Text shown:

>>>>>

Psychologists Caught: A Psycho-logic of Psychology
Description
Contains Illustrations, Bibliography, Index
$40.00
ISBN 0-8020-5539-7
Author
Publisher
Year
Contributor
William Glassman is a professor of psychology at Ryerson Polytechnical
University in Toronto.
Review
In Psychologists Caught, Lewis Brandt provides an analysis of the discipline of psychology, but also of its participants. Unlike many works in the philosophy of science, it concerns the ethics and values of researchers as well as their assumptions and methods — hence the subtitle. Others before him have suggested that science is not value-free (notably Watson, Kuhn, and Persig in recent years), but Brandt’s work is unusual in focussing on psychology, using a mutual analysis of various approaches.
Born in Germany, educated in Switzerland and the United States (and now teaching at the University of Regina), fluent in several languages, Brandt has a broad perspective, which he combines with a strong moral sense. Since he is basically a phenomenologist, he starts by examining the relation between language and experience, and between theoretical frameworks and their contents. He then extends this to an analysis of five major approaches to psychology: psychoanalysis, behaviorism, Piagetian genetic analysis, Gestalt-phenomenology, and dialectical-materialism. Not everyone will be happy with his categories: physiological and animal research are banished (Brandt is only concerned with the human psyche), cognition is used as a superordinate term but ignored with regard to current trends, and behaviorism is used to refer to any experimental methodology (including social psychology!). Despite any objections to these categories (and Brandt would likely be the first to say other classifications are possible), the substance of his analysis remains intact.
Because each chapter uses a different evaluative framework, the book is not always easy reading. Generally, readers with a broad knowledge of psychology and with fluency in German will have an advantage. Even so, the issues he raises are worth considering, as are some of his insights. For example, in discussing Milgram’s work on obedience, Brandt draws a parallel between the actions of the researcher and those of his subjects. In both cases, an experimenter was subjecting another person to stress, in the name of science. If Milgram was willing to do so, Brandt notes, why wouldn’t he expect his subjects-as-experimenters to do so?
At other points, Brandt’s analysis falters. This is most evident in his treatment of the behaviorist category. By first stating that behaviorism ignores consciousness, and then equating all experimental work with behaviorism, he engages in a kind of solipsistic reasoning which precludes serious debate. In the end, this is a complex and significant work, alternately fascinating and frustrating — but one which deserves a wide audience.

<<<<<

Given records:

>>>>>

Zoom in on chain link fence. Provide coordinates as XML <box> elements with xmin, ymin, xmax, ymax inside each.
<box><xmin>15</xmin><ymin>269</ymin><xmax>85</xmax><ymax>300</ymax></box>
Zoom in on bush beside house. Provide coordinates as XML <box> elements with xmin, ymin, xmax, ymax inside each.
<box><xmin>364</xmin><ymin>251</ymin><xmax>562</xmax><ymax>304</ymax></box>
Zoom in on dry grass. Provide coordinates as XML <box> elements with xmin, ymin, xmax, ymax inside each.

<<<<<

Required work:
1. Reproduce the book review's wording from "Because each chapter" up to and including "subjects-as-experimenters to do so?".
2. According to the book review, at which university does Brandt now teach?

Outputs for the tasks:
1.
Because each chapter uses a different evaluative framework, the book is not always easy reading. Generally, readers with a broad knowledge of psychology and with fluency in German will have an advantage. Even so, the issues he raises are worth considering, as are some of his insights. For example, in discussing Milgram’s work on obedience, Brandt draws a parallel between the actions of the researcher and those of his subjects. In both cases, an experimenter was subjecting another person to stress, in the name of science. If Milgram was willing to do so, Brandt notes, why wouldn’t he expect his subjects-as-experimenters to do so?

2. The University of Regina.